AUFGABENLISTE.
• a. Welches Streamingportal sollte nach dem Artikel über das EuGH-Urteil zu Netzsperren gesperrt werden?
• b. Gib bitte den Abschnitt des Artikels über das EuGH-Urteil zu Netzsperren zwischen „Schon im November“ und „des Generalanwalts folgt.“, beides eingeschlossen, wortgetreu wieder.
• c. Setze den Artikel über das EuGH-Urteil zu Netzsperren im Anschluss an seinen letzten Satz fort.
*** VORLIEGENDER TEXT
EuGH legt Zensur-Grundlagen: Netzsperren bei Urheberrechtsverstößen zulässig

Der Europäische Gerichtshof (EuGH) hat heute entschieden, dass Netzsperren zulässig sein können. Das Urteil bezog sich darauf, dass ein Provider den Zugriff auf Seiten sperren darf und auch dazu verpflichtet werden kann, die urheberrechtsverletzende Inhalte anbieten, da er sonst eine Rechtsverletzung ermöglichen würde. Ausgangspunkt war ein österreichischer Fall, bei dem das Filmunternehmen Constantin geklagt hatte, um einen Provider dazu zu veranlassen, das Streamingportal kino.to zu sperren.

Schon im November war abzusehen, dass das heutige Urteil so kommen würde, denn Pedro Cruz Villalón, der zuständige Generalanwalt des EuGH, hat in seinen Schlussanträgen zum diesem Fall (UPC Telekabel Wien GmbH / Constantin Film Verleih und Wega Filmproduktionsgesellschaft, C-314/12) befunden, Netzsperren könnten in bestimmten Fällen ein angemessenes Mittel zum Schutz von Urheberrechten seien. Diese Äußerung gilt als Vorab-Urteil, da der Gerichtshof in der Regel der Argumentation des Generalanwalts folgt.

Das Urteil birgt das Risiko, als Muster für die Durchsetzung weiterer Sperren zu wirken, die leicht zur Zensur für unliebsame Inhalte werden könnten – seien es als extremistisch angesehene und pornographische Inhalte oder Dinge wie Online-Glücksspiele. Das Urteil ist ein Rückschritt, denn viel sinnvoller wäre es, Seiten mit rechtswidrigen Inhalten stattdessen zu löschen. Erst kürzlich hat eine Studie gezeigt, dass dies auf dem Gebiet der Kinderpornographie eine sehr wirksame Maßnahme ist.
******
*** GEGEBENE DATEN
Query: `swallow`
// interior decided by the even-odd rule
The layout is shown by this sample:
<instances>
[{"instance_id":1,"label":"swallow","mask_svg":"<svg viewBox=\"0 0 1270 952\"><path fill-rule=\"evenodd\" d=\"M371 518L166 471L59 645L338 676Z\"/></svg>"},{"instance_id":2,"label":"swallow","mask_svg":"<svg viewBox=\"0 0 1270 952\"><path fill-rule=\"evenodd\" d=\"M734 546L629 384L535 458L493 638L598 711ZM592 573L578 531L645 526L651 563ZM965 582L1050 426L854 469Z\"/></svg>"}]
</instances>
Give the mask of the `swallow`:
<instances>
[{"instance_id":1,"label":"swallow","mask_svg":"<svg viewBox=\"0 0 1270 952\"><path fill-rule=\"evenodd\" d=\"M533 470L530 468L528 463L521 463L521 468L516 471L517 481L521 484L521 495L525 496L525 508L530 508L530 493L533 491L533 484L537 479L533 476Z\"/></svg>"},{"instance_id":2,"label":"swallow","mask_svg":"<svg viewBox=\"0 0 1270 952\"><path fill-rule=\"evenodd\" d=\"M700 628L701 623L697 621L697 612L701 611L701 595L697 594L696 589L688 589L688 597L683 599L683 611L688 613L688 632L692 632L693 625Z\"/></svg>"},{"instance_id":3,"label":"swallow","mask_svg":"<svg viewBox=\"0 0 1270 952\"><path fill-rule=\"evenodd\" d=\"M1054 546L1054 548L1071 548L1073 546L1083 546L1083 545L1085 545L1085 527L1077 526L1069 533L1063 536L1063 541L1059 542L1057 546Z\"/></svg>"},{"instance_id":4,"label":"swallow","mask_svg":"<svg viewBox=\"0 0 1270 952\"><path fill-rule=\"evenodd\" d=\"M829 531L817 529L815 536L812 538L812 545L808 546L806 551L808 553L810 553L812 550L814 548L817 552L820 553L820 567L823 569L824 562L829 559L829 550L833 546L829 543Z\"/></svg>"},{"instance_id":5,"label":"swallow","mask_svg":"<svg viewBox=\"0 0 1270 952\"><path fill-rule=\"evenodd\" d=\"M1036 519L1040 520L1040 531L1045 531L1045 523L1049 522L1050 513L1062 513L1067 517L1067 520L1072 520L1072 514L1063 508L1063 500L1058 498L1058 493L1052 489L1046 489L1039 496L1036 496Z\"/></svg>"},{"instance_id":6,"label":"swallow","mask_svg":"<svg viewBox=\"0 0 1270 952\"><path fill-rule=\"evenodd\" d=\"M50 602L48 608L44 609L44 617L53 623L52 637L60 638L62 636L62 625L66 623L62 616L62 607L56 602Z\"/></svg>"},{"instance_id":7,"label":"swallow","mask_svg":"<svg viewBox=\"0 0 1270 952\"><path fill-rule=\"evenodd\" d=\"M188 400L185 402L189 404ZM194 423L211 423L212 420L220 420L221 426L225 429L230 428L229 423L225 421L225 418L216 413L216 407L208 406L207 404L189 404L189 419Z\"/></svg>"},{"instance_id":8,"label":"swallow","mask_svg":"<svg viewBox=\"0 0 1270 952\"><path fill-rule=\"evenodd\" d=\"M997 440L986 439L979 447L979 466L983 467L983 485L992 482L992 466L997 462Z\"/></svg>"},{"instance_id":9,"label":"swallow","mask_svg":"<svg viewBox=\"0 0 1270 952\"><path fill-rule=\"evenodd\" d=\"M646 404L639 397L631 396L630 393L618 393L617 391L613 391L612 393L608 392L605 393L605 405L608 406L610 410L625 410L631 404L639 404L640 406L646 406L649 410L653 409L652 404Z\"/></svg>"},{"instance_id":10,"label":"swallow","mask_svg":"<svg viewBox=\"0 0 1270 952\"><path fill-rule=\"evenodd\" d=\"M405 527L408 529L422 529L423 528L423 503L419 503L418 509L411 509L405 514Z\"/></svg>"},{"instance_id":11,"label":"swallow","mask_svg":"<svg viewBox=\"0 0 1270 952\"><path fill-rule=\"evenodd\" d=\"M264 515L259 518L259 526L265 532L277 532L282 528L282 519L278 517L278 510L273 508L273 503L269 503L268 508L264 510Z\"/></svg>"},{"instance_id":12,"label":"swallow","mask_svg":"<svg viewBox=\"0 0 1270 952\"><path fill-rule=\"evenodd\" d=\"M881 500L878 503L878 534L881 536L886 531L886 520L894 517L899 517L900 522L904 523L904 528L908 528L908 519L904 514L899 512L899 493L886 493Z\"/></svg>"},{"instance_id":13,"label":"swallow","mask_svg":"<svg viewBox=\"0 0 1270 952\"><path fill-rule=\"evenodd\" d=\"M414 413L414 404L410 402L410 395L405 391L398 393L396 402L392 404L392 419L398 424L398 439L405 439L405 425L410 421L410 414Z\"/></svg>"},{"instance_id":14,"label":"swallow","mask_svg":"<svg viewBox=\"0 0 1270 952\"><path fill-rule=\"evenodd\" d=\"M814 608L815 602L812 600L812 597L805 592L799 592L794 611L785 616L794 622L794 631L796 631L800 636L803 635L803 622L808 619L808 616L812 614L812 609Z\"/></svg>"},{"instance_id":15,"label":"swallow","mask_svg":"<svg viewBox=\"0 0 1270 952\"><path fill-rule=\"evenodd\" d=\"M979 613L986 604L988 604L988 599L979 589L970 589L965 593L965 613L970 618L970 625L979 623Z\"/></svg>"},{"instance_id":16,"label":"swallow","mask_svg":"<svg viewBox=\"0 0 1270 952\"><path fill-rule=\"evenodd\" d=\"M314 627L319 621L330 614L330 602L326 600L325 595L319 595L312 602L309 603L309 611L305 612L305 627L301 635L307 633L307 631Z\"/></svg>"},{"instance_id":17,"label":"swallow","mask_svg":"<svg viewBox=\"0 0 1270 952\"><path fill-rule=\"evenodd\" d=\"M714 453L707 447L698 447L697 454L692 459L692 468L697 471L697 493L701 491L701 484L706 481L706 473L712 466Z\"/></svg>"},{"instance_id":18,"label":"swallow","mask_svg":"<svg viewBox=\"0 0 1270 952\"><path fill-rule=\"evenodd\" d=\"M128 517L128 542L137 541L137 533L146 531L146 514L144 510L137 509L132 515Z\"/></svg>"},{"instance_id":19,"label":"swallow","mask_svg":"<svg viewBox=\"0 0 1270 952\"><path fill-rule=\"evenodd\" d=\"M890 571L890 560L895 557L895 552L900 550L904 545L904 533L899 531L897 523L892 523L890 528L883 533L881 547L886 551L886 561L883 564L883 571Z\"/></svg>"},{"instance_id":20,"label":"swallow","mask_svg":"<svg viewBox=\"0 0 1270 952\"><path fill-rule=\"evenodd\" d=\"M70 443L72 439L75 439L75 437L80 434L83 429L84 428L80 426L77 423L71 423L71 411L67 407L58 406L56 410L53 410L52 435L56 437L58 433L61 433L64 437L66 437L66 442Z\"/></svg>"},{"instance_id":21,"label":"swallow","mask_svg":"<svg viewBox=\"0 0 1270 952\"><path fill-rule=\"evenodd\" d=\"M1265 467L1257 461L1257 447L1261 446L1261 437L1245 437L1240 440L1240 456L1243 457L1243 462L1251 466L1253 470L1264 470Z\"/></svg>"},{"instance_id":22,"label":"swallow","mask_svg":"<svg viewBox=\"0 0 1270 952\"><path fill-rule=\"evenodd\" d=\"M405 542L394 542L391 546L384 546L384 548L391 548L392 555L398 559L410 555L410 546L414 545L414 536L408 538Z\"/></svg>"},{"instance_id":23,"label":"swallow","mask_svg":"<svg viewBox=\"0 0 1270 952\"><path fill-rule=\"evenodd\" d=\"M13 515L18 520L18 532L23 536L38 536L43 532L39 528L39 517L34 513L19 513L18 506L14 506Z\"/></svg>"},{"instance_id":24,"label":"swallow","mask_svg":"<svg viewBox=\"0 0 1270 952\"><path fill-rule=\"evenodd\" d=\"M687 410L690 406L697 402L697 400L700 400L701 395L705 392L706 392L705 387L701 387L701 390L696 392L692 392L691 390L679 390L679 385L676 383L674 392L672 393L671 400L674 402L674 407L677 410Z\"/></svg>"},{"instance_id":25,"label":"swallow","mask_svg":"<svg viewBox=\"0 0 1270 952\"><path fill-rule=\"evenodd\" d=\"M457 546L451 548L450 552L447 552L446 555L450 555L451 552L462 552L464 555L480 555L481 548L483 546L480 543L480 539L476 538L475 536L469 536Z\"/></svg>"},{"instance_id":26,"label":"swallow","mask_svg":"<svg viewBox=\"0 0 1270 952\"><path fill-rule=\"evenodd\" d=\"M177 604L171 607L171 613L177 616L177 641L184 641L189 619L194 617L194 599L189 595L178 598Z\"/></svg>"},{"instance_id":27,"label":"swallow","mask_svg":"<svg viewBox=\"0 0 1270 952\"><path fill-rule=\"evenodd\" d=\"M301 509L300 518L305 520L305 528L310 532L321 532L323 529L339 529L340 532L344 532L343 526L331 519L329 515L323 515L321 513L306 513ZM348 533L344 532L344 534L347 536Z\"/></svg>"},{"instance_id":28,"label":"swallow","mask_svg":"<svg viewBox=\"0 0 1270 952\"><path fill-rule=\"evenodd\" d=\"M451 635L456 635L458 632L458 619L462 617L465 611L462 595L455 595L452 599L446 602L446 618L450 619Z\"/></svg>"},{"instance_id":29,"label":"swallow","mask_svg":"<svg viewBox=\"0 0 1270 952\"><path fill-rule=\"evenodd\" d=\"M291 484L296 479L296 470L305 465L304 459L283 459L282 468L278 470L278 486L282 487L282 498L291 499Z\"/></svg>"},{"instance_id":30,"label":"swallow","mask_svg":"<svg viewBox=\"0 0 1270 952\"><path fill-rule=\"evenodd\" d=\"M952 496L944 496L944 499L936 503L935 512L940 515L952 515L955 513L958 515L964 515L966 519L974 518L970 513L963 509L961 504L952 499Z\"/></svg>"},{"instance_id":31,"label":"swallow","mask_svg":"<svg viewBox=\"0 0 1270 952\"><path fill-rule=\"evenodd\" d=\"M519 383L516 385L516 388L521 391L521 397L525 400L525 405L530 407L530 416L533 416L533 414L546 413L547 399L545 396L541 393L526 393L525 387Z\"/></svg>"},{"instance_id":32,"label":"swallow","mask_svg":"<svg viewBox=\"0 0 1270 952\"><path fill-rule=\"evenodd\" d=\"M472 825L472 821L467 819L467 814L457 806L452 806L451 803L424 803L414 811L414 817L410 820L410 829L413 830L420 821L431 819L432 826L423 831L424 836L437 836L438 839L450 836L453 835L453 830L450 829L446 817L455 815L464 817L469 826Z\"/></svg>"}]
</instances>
******
ANTWORTEN JE AUFGABE.
• a. Das Streamingportal kino.to.

• b.
Schon im November war abzusehen, dass das heutige Urteil so kommen würde, denn Pedro Cruz Villalón, der zuständige Generalanwalt des EuGH, hat in seinen Schlussanträgen zum diesem Fall (UPC Telekabel Wien GmbH / Constantin Film Verleih und Wega Filmproduktionsgesellschaft, C-314/12) befunden, Netzsperren könnten in bestimmten Fällen ein angemessenes Mittel zum Schutz von Urheberrechten seien. Diese Äußerung gilt als Vorab-Urteil, da der Gerichtshof in der Regel der Argumentation des Generalanwalts folgt.

• c.
Außerdem wird eine Sperrung der Inhalte nie vollkommen den Zugriff auf eine Seite verhindern sondern lediglich für technisch weniger bewandte Nutzer erschweren können. Das kann man an der aktuellen Diskussion um die Twitter-Blockade in der Türkei gut beobachten. Statt durch solche Entscheidungen eine unzeitgemäße Copyrightpolitik zu zementieren wäre es sinnvoller, nach vorn zu schauen und neue Geschäftsmodelle zu schaffen, die nicht auf Abmahnungen und Restriktionen aufbauen.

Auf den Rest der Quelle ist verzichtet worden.